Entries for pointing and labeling
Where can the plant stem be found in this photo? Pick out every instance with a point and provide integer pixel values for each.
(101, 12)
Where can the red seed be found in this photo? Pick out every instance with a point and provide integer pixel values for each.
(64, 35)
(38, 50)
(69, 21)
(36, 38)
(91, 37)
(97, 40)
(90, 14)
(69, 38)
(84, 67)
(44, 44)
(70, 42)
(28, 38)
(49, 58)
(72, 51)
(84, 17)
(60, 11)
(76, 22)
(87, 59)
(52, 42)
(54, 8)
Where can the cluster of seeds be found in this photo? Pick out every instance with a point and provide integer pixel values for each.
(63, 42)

--

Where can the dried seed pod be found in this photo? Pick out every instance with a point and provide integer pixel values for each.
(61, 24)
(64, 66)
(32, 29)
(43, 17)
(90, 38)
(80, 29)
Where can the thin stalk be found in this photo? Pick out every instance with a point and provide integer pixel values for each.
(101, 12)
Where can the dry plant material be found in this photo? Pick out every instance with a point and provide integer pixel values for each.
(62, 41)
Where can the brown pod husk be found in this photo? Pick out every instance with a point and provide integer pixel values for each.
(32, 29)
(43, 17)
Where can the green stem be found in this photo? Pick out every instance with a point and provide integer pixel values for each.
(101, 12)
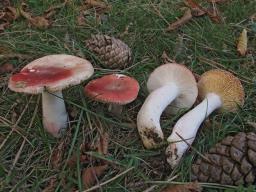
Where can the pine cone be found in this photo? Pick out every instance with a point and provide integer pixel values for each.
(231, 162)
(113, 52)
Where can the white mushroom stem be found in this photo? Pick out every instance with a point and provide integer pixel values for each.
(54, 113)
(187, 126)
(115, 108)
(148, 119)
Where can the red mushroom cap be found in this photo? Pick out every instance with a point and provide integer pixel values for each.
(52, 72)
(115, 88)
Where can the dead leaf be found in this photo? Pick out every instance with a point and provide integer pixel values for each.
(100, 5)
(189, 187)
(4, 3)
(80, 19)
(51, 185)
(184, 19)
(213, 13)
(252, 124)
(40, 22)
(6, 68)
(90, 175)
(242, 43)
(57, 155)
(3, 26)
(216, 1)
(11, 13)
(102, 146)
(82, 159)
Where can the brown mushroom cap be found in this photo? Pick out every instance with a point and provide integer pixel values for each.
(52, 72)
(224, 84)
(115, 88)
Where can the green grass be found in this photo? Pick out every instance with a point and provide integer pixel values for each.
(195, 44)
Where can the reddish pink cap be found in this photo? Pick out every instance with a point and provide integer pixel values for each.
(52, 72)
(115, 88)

**Exercise description**
List each line of the records above that contains the word "plant", counting only matches in the same case.

**Response**
Where can the plant stem be found in this photo? Pick out every instance with a point and provide integer pixel values for each.
Where can the dry plant material be found in this photo? Pick out every instance with a point and provide integer pixel values for each.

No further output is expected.